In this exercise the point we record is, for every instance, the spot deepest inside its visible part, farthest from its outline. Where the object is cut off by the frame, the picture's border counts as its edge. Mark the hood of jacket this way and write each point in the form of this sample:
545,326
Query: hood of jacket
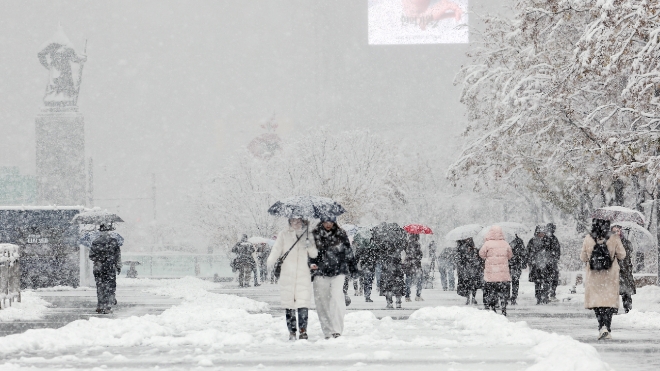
495,233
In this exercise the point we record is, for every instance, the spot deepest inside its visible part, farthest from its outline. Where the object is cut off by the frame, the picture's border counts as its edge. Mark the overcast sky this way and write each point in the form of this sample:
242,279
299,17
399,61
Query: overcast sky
175,88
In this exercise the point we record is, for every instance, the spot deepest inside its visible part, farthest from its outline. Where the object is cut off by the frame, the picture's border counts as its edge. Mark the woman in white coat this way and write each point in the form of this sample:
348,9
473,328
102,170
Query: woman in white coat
295,278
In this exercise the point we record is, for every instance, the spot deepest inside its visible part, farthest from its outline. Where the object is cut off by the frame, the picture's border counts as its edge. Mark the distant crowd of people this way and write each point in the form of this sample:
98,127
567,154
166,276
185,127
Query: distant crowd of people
323,261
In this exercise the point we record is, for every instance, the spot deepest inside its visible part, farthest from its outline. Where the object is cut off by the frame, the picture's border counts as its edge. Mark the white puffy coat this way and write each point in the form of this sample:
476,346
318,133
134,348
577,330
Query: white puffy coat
295,278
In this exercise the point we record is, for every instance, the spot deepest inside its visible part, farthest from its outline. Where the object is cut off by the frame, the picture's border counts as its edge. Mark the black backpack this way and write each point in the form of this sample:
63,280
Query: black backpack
600,258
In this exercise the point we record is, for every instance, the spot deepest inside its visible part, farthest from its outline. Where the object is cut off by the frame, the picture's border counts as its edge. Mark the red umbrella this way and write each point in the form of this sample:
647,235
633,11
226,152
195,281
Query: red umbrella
418,229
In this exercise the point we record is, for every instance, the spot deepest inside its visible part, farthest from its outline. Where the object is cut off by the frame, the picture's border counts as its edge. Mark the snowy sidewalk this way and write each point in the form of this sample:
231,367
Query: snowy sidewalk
212,329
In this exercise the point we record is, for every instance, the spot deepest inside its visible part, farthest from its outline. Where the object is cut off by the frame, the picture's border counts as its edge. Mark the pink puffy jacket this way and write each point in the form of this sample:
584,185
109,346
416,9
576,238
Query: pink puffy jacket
497,253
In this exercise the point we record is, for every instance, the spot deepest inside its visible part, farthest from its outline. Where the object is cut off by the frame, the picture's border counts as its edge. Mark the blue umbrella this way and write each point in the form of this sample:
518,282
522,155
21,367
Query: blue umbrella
306,207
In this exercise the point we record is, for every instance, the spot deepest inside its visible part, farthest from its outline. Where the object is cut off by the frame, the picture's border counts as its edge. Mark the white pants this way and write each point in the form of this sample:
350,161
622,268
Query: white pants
330,303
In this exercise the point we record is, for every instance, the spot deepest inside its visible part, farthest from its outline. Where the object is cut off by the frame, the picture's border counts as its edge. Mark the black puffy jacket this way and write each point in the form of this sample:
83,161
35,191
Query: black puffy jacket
335,253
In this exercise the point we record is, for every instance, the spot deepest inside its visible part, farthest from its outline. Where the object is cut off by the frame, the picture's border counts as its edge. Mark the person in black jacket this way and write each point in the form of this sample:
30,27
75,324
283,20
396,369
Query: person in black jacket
413,266
470,268
334,262
366,258
244,261
555,254
540,264
390,241
516,265
106,255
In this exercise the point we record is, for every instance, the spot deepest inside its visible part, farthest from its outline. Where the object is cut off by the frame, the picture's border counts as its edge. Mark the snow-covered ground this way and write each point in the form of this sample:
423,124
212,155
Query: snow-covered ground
209,330
31,308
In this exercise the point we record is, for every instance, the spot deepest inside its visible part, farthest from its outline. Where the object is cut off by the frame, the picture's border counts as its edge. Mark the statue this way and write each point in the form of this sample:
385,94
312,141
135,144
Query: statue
65,70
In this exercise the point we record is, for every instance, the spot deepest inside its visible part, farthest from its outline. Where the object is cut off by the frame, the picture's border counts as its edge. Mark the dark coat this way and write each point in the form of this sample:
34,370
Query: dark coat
519,260
365,253
243,251
447,258
390,240
335,253
414,255
626,280
540,259
106,254
470,269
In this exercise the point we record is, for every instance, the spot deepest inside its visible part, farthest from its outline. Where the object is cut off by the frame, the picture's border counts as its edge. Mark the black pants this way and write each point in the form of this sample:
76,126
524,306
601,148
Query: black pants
515,284
368,282
496,293
554,283
604,317
302,319
106,285
627,302
542,288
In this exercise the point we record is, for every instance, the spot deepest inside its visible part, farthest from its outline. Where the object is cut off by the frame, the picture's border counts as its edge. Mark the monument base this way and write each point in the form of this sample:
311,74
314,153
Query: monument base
60,136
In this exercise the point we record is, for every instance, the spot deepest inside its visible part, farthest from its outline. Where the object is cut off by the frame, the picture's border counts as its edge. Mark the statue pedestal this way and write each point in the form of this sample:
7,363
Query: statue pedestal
60,135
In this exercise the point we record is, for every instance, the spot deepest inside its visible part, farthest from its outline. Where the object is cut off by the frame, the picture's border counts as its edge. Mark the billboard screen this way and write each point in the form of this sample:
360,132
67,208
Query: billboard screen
397,22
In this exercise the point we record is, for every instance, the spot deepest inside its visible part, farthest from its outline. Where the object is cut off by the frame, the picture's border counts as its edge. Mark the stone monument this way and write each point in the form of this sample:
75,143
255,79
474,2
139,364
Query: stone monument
60,128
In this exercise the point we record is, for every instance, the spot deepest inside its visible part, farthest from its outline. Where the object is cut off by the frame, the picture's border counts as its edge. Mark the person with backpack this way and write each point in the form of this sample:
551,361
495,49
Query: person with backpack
626,279
295,246
600,250
335,262
106,255
516,265
540,265
555,254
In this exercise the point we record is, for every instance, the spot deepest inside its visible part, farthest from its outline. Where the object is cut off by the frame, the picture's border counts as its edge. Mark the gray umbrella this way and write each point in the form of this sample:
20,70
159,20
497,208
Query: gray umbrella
96,217
619,214
306,207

------------------------------------------------------------

**PROBLEM**
Each line above should be written out again exactly, and no picture should appear in the copy.

**SOLUTION BELOW**
In this exercise the point we record is, for every instance, the spot deepest inside its visible part, farthest from its outline. Where the object is cut off by the frame, the picture's border counts as its edge. Mark the hood of jacket this way and write each point in the form of this sample:
545,326
Query: hood of jacket
495,233
In this exercise the point we record is, for every instance, the spot deepest inside its visible part, farthest from its outline. Where the object is cut off by the frame, the picture's border counts as its edge. Mark the overcast sky this way and write each point in the form of this sample:
242,279
299,17
399,61
Query: overcast sky
175,88
In this exercise the point we record is, for every instance, the spot deepest inside its visible part, farthest from its outline. Where the object is cut off by the frame, the picture's border counts as its edge. Mark the woman in white coat this way and write each point in the form of this sample:
348,9
473,328
102,170
Query: woman in white coat
295,278
In this exercise the point we record is, for every instance, the spot deepest inside its visible part, farthest from its outline. Where the object is cut off by the frame, the picture's border counts as its edge. Mark the distant crowd of people this way and write each point in the form of this sample:
98,127
567,154
166,276
185,127
Query: distant crowd of people
323,261
In this exercise the point we record is, for every instance, the spot deepest inside its visible part, farthest from its outline. Where the object is cut off by the frame, the picture's border counts as its edge. Mark the white puffy coat this way and write each point in the form of this sample:
476,346
318,133
134,348
577,330
Query: white puffy coat
295,278
In this exercise the point we record is, for every instance, the spot deepest inside its visible part, farthest from its outline. Where the object is cut off by the frame, the picture's border counts as its edge. Mark the black backpack this way and write each point in the form of this sample:
63,280
Query: black backpack
600,258
In this exercise the point we record is, for every instance, the spot deepest inside its visible part, farthest from its outline. Where the object is cut off by the frame, the picture's border counts as its edge. Mark the red umbrella this way and write each point in the form of this sample:
647,235
633,11
226,152
195,281
Query: red umbrella
418,229
In this exercise the point we record is, for every instance, the spot deepest inside its visible part, farthest from its outline. Where the object is cut off by the frame, the picture's border counts as its edge. Mark the snowy sidewalk this way and write each point in the form of this sample:
231,367
Query: snowy sidewalk
212,329
In this exercise the point we record is, for every instance, the spot deepest inside its visible part, farthest from its outline. Where the object is cut off by the frame, the picture's border counts as its edge. Mark the pink puffy jacket this way and write each point in the form of this sample:
584,185
109,346
416,9
576,238
Query: pink puffy jacket
497,253
In this exercise the point we record is, for every instance, the spot deepest inside its visible part, farthest from its outline. Where the object is cut off by the frame, the picture's border counts as its edge. Mark the blue umbrella this way and write each point in the form of this sample:
518,282
522,155
21,367
Query: blue umbrella
306,207
In this exercise the point we record is, for every instance, the spot deepest inside its visible part, farthest from its outline. Where the object is cut off by the frame, the picture's border counts as its edge. Mark the white pants this way and write each point in the form of this sample:
350,161
622,268
Query: white pants
330,303
In this exercise the point we record is, for every instance, the spot deepest inside its visible part, farthest from its outline. Where the object is cut off by the frame, the picture's border counts as its edge. Mark the black puffy jacket this way and write each point in the form of this sample:
83,161
35,191
Query: black puffy jacket
335,253
In this exercise the point we record is, for every instance, the spot deepest inside its visible part, farthest from its outline. Where the object is cut off by the frame, the picture's border counts as its edge. Mark the person in black jacket this way and write each point in the form of this sample:
30,27
75,324
283,20
396,369
Query: person in black jacket
413,266
470,268
334,262
366,258
244,261
555,254
540,264
390,241
516,265
106,255
In this exercise the point we record is, for every instance, the spot deepest inside its visible part, farthest from its outline. Where the object is cut off by the frame, the picture's border counts as its edge. Mark the snow-covered ground this way and write each point in the form of this sample:
423,124
212,155
Query: snow-covered ground
209,330
31,308
In this exercise the point we record is, for every instance, the spot deepest inside its visible part, farthest from its outline. Where the object is cut off by the frame, the picture's border counts as its edge. Mark the statue this way and write each point in the form of this sample:
385,94
312,141
135,144
Query: statue
65,70
In this exercise the point we record is, for every instance, the spot deepest inside its visible part, farthest from its outline. Where the object is cut off by the frame, the picture's border counts as its edge. Mark the dark coat this way and write each point in the form of this sample:
34,370
Query: dark coat
519,260
365,253
243,251
447,258
390,240
335,253
414,255
626,280
540,259
106,254
470,269
In this exercise the point we record is, for every instance, the spot deepest inside its visible part, farthest from its outline. Where the object is cut off by the frame, the picture's border counts as its edge. Mark the black pants this way and write each point in the form of this sample:
76,126
524,306
601,148
Query: black pants
515,284
368,282
496,293
554,283
604,317
302,319
106,285
627,302
542,288
In this exercise the point we record is, for every instance, the spot deepest inside its visible part, farthest from its outline. Where the object is cut off by the frame, the picture's border counts as its edge. Mark the monument base this way and write each point in the form of this sample:
311,74
314,153
Query: monument base
60,136
In this exercise the point we record is, for every instance, the spot deepest inside its visible part, farthest from its outline. Where the object is cut off by the frame, the picture's border counts as its edge. Mark the statue pedestal this way and write each point in the form of this sample:
7,363
Query: statue pedestal
60,135
In this exercise the point we record is, for every instance, the spot deepest inside its visible part, farthest from its outline. Where the object is cut off by the frame, the picture's border counts as its edge. Mark the billboard screen this way and write each point in the form of this sample:
360,132
67,208
Query: billboard screen
397,22
In this exercise the point we record is, for every instance, the spot deepest inside its visible part, farthest from its outline. Where the object is cut off by the frame, the picture's border counts as its edge. Mark the stone monument this way and write each point in the form of this sample:
75,143
255,79
474,2
139,364
Query: stone monument
60,128
In this exercise the point we record is, for every instance, the spot deepest inside its visible part, farthest from its outline. Where the object is cut off by the frame, the picture's border counts as its edge. Mark the person with backpack this way and write each point in the form of this sample:
551,361
495,49
Query: person with backpack
626,279
295,246
600,250
335,262
106,255
516,265
540,265
555,254
In this exercise the point we record is, for every instance, the spot deepest inside its visible part, farthest from its outline. Where the object is cut off by the frame, the picture's border counts as its edge. Mark the gray umbrella this way and write each point in the form of this sample:
20,70
159,20
497,208
Query: gray umbrella
96,217
619,214
306,207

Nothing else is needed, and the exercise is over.